BEGIN Material for this exercise

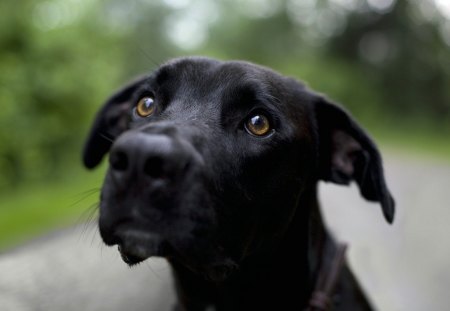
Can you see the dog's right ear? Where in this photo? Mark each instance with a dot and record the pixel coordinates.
(109, 123)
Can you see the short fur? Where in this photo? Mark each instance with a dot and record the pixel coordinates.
(235, 214)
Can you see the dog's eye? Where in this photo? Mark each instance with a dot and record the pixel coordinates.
(258, 125)
(145, 107)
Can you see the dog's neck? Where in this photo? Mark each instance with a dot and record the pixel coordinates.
(281, 277)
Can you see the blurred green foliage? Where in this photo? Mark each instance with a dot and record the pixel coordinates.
(387, 61)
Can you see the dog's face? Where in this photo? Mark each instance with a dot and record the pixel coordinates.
(208, 161)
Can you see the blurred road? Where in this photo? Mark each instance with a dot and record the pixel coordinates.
(403, 267)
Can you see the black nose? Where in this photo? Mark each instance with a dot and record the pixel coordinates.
(148, 156)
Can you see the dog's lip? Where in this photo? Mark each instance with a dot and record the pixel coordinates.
(136, 246)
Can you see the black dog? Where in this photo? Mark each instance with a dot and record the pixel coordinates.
(214, 166)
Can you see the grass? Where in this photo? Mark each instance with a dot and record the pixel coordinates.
(36, 209)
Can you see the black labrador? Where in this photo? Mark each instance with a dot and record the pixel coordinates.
(214, 165)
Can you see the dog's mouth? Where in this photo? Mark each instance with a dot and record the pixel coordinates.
(136, 246)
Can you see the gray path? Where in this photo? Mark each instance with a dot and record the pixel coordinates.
(403, 267)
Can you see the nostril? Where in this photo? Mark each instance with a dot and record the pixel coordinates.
(119, 161)
(153, 167)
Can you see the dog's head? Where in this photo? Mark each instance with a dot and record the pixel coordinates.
(208, 160)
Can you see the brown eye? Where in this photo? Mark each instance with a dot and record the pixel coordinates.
(145, 107)
(258, 125)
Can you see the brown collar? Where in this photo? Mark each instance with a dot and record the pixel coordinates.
(321, 298)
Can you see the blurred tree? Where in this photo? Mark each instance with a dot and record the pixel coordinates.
(60, 59)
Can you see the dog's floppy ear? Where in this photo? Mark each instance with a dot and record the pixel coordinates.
(347, 153)
(109, 123)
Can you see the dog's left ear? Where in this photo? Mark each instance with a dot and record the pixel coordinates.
(109, 123)
(347, 153)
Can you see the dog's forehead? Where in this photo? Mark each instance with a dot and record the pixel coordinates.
(208, 75)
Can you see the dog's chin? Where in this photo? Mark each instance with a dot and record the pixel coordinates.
(136, 246)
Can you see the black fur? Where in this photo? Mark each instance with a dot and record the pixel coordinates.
(235, 214)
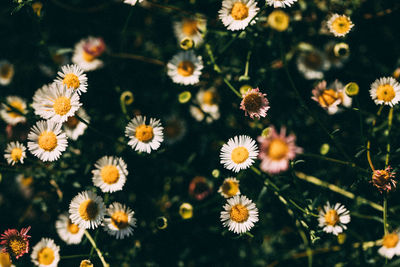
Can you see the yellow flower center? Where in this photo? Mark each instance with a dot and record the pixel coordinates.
(390, 240)
(109, 174)
(17, 105)
(120, 219)
(331, 217)
(239, 11)
(209, 97)
(46, 256)
(88, 210)
(341, 25)
(17, 245)
(239, 154)
(144, 133)
(16, 154)
(72, 228)
(185, 68)
(189, 27)
(252, 102)
(62, 105)
(328, 97)
(47, 141)
(385, 92)
(278, 149)
(71, 80)
(230, 188)
(239, 213)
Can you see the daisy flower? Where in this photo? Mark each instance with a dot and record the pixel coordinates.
(312, 64)
(47, 141)
(280, 3)
(330, 97)
(255, 103)
(185, 68)
(73, 78)
(55, 102)
(385, 91)
(237, 14)
(390, 245)
(229, 188)
(144, 137)
(110, 174)
(192, 28)
(10, 116)
(6, 72)
(86, 53)
(121, 221)
(276, 150)
(239, 214)
(46, 253)
(15, 152)
(239, 153)
(333, 218)
(69, 232)
(73, 127)
(15, 243)
(87, 210)
(339, 25)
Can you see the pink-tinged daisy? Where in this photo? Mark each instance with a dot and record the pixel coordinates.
(384, 180)
(276, 150)
(15, 243)
(255, 103)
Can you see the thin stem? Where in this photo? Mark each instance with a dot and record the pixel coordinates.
(89, 237)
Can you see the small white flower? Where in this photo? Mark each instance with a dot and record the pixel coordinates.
(239, 214)
(239, 153)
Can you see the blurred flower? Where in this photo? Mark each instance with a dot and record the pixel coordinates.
(255, 103)
(312, 64)
(385, 91)
(390, 245)
(10, 116)
(384, 180)
(73, 127)
(190, 28)
(280, 3)
(237, 14)
(333, 218)
(229, 188)
(15, 152)
(69, 232)
(331, 97)
(86, 53)
(110, 174)
(278, 20)
(276, 150)
(339, 25)
(185, 68)
(15, 243)
(200, 187)
(239, 153)
(46, 253)
(6, 72)
(73, 77)
(121, 221)
(47, 141)
(186, 211)
(239, 214)
(87, 210)
(55, 102)
(144, 137)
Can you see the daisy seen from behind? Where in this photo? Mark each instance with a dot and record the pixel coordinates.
(239, 214)
(239, 153)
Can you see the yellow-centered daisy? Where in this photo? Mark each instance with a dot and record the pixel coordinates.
(47, 141)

END Material for this exercise

> [Work instructions] Copy the material above verbatim, beginning at the line that contains "Can you see the daisy seen" and continuing through the final line of the material.

> [Answer to the exercise]
Can you see the daisy seen from behind? Where in this photo? Mark each instance with a dot and record the pixel coordinates.
(239, 214)
(239, 153)
Can you see the yellow-centered daisy? Where in this photo? Mark each instance with a dot and record the pixel coordinates.
(47, 141)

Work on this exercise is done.